Assignment => Set the data down exactly as it stands, and keep its pictures out.

(Dataset items)
-*-

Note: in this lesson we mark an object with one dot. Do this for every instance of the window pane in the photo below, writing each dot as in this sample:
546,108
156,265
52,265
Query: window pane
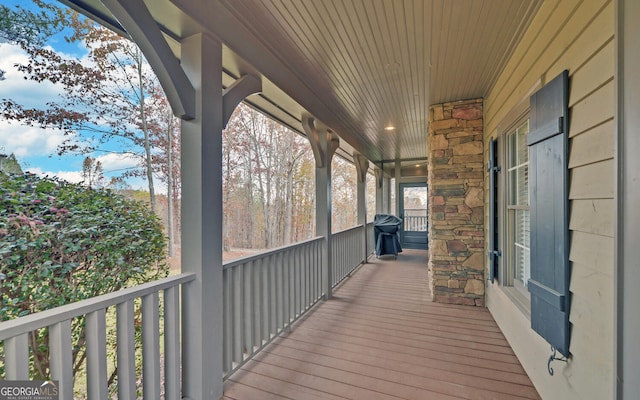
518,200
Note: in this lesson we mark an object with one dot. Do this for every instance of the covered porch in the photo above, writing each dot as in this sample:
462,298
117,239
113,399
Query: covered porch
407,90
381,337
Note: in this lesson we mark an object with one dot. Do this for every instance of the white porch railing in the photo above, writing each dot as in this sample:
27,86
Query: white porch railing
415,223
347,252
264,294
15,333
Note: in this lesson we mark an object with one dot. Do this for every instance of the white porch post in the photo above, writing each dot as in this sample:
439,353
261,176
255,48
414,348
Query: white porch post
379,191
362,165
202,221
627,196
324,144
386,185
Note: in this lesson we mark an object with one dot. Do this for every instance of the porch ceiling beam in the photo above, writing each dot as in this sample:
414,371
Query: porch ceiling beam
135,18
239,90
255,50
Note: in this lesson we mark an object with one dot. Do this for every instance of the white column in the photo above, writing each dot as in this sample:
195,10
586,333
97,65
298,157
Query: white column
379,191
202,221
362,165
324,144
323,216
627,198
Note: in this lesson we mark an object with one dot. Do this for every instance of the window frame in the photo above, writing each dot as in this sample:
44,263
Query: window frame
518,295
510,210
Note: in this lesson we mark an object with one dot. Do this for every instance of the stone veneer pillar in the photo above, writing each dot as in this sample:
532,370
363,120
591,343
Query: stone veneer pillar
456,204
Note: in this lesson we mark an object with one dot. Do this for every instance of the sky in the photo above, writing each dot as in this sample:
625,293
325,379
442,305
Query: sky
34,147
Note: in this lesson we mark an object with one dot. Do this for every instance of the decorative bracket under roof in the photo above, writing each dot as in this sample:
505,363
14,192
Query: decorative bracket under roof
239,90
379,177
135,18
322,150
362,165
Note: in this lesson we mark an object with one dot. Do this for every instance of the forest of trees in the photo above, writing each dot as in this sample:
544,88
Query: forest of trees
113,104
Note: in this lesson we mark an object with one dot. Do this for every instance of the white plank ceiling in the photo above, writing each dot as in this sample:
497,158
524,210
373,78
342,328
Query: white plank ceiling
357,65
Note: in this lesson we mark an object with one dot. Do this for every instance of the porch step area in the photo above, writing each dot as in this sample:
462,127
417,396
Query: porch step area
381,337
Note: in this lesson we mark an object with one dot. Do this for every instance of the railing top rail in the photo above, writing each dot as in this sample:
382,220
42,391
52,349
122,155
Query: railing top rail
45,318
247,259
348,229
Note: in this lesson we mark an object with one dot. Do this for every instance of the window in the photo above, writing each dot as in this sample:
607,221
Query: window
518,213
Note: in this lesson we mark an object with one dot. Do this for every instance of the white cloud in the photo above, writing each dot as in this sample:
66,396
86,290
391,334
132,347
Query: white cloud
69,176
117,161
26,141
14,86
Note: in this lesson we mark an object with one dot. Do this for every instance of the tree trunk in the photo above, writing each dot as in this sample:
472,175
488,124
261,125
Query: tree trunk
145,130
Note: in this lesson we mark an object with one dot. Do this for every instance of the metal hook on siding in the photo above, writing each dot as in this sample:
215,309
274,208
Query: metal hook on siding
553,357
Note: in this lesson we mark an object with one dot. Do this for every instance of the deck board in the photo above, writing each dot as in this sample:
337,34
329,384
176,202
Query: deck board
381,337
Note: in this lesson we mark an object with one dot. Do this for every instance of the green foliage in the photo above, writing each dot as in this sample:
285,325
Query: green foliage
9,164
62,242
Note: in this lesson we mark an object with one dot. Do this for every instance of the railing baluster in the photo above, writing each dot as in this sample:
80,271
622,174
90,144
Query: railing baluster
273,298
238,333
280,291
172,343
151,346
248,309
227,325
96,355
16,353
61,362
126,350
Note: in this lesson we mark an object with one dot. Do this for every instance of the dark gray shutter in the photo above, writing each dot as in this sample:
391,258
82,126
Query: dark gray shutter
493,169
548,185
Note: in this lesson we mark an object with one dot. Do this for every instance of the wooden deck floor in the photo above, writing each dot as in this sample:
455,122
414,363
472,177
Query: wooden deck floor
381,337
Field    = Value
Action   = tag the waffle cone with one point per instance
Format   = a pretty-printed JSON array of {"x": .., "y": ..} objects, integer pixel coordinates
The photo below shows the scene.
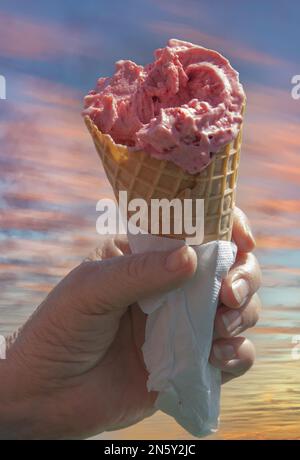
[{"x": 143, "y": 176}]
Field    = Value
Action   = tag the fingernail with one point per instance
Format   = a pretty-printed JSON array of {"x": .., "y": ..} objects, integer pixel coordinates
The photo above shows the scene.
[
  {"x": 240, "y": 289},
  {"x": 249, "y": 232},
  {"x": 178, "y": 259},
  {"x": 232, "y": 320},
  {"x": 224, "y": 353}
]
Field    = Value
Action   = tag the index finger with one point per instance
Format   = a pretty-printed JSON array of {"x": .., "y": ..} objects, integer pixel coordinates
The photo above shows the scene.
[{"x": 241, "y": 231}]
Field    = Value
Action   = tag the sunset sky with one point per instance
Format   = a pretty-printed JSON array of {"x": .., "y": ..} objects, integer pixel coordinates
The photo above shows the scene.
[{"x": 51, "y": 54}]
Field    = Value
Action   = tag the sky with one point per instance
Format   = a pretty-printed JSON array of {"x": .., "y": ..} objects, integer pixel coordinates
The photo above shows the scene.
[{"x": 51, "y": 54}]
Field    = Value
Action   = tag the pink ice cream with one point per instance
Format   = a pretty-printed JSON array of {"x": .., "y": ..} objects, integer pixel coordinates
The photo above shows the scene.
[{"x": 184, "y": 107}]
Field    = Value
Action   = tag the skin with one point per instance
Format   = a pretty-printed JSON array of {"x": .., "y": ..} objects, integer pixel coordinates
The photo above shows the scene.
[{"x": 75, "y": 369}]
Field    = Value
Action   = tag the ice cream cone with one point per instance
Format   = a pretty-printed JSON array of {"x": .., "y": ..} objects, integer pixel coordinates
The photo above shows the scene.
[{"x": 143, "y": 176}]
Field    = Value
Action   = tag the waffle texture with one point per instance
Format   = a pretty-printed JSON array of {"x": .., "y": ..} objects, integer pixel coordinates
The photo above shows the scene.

-*-

Written reply =>
Note: in this lesson we mark an object with one dot. Do this for every instance of the window pane in the photo below, writing each dot as in this sample:
546,108
156,265
52,265
Query: window pane
518,200
Note: in this lesson we mark an object with one dot. Do this for every instance of the covered porch in the photo above, writing each dot as in this sample:
462,298
117,239
113,399
Query: covered porch
407,90
381,337
Note: in this lesson we mark an object with one dot. Do this for every instance of the white porch railing in the photo above, writing each dot as in this sample:
27,86
Query: white porch railing
415,223
347,252
264,294
15,333
Note: in this lesson we mark an object with one dot. Do this for every instance of the white porch post in the photo above, writing each dot as in this sample:
439,353
261,176
255,48
414,348
Query: white porch post
379,191
362,165
202,221
627,196
324,144
386,185
Note: in this lesson we mark an object with one dot. Do this for every instance of the porch ceiling beam in the photo above, writing each dot as in this sample:
414,371
Query: porch ceiling beam
135,18
239,90
255,50
Note: in this lesson we mark an object with one dot. Do this for every instance of the white column in the photo above, writing each dot as in this sample:
195,10
586,333
97,65
298,157
Query: white column
379,191
202,221
362,165
324,144
323,216
627,198
Note: in this lesson we mark an object with one dot. Do this for every instance of the window frame in the photo above, writing each dot as in this sample:
44,263
Query: window frame
518,295
510,210
Note: in this lesson we mark an object with one dot. Do this for every instance of the stone veneer pillar in the photo above, writing each dot as in this sample:
532,370
363,120
591,343
Query: stone veneer pillar
456,204
Note: in this lesson we mark an object with one dot. Do this for every instance of the sky in the photo above, writing each dot as in this sample:
625,293
325,379
442,305
Query: sky
34,147
Note: in this lesson we mark an object with one dot. Do this for every instance of the decorative bracket under roof in the photo above, writing each dot as in this sample:
505,363
14,192
Query: decorative bracket under roof
239,90
379,177
135,18
322,150
362,165
Note: in this lesson we mark an object with one dot. Do this for every instance of the forest of trees in the photo above, writing each dot as in this sample:
544,88
Query: forest of trees
113,104
Note: in this lesson we mark an object with one dot. Do this for every instance of the white plank ceiling in the photo above, writing each dot as in this sample:
497,158
524,210
373,78
342,328
Query: white plank ceiling
357,65
Note: in this lesson we mark an object with one dot. Do this for every instance of the porch step area in the photo above, writing each dot as in this sample:
462,127
417,396
Query: porch step area
381,337
Note: in this lesson we mark an object with one dot. Do this for every instance of the railing top rail in the photo above, writing each dot as in this sample:
382,220
42,391
52,349
122,155
Query: railing top rail
45,318
247,259
348,229
Note: in this lesson we mark an object with one dot. Do this for every instance of the window in the photo above, writing each dot as in this sample:
607,221
Query: window
518,213
Note: in this lesson we mark an object with one dot. Do this for every instance of the white cloud in the photo above, writing each dot as in this sample:
66,396
86,290
391,334
132,347
Query: white cloud
69,176
117,161
26,141
14,86
Note: in this lesson we mark an object with one dot. Do this for every instance of the tree trunk in the photo above, writing each dot as in this sample:
472,175
488,124
261,125
Query: tree trunk
145,130
Note: in this lesson we mark an object with one dot. Do this for every instance of the metal hook on siding in the photo above, writing each dot as in this sample:
215,309
274,208
Query: metal hook on siding
553,357
Note: in this lesson we mark an object with one dot. Do this for every instance of the deck board in the photo above, writing each dot as in this sample:
337,34
329,384
176,202
Query: deck board
381,337
Note: in this lesson we mark an object with one dot. Do this for every instance of the green foliage in the photo above, writing each dot as in this sample:
285,325
Query: green foliage
9,164
62,242
Note: in this lesson we mark an object with one dot. Do this for every instance of the railing baluster in the photo above, writing each dot as in this sample:
80,271
622,174
90,144
Query: railing baluster
273,298
238,333
280,291
172,343
151,346
248,309
227,325
96,355
16,353
61,362
126,350
Note: in this lesson we mark an object with one dot. Do this for every instance of the dark gray shutter in the photo above, writing each dot as in this sample:
391,258
82,126
Query: dark gray shutter
493,169
548,185
Note: in this lesson we mark an object with one dot. Do this for every instance of the wooden deck floor in the photo above, writing each dot as in this sample:
455,122
414,363
472,177
Query: wooden deck floor
381,337
Field    = Value
Action   = tag the waffle cone with one point per instance
Format   = a pretty-printed JSON array of {"x": .., "y": ..} objects, integer pixel coordinates
The photo below shows the scene.
[{"x": 143, "y": 176}]
Field    = Value
Action   = tag the fingernail with one point per instance
Format   = a pretty-printed JSON array of {"x": .., "y": ..} objects, integer pixel coordinates
The photo above shows the scene.
[
  {"x": 240, "y": 289},
  {"x": 249, "y": 232},
  {"x": 178, "y": 259},
  {"x": 232, "y": 320},
  {"x": 224, "y": 353}
]
Field    = Value
Action   = tag the index finger with one point per instance
Format   = a pretty-printed JSON array of {"x": .., "y": ..} objects, integer pixel coordinates
The photo above shows the scene.
[{"x": 241, "y": 231}]
Field    = Value
Action   = tag the sunset sky with one point per instance
Format   = a pretty-printed JSON array of {"x": .., "y": ..} objects, integer pixel coordinates
The photo above shows the scene.
[{"x": 51, "y": 54}]
Field    = Value
Action   = tag the sky with one point per instance
Format   = a pretty-printed JSON array of {"x": .., "y": ..} objects, integer pixel coordinates
The photo above shows the scene.
[{"x": 51, "y": 54}]
Field    = Value
Action   = tag the pink ice cream with one point per instance
Format   = a pretty-printed JSON array of {"x": .., "y": ..} objects, integer pixel coordinates
The photo above shows the scene.
[{"x": 184, "y": 107}]
Field    = Value
Action   = tag the skin with one point per instance
Format   = a pretty-printed JSON array of {"x": .., "y": ..} objects, integer pixel coordinates
The photo above shows the scene.
[{"x": 75, "y": 369}]
Field    = Value
Action   = tag the ice cream cone with one point per instance
Format   = a pretty-printed JSON array of {"x": .., "y": ..} objects, integer pixel coordinates
The photo above shows the scene.
[{"x": 143, "y": 176}]
Field    = Value
Action   = tag the waffle texture with one point per instance
Format   = a pretty-printed JSON array of {"x": .., "y": ..} objects, integer pixel coordinates
The photo above shows the scene.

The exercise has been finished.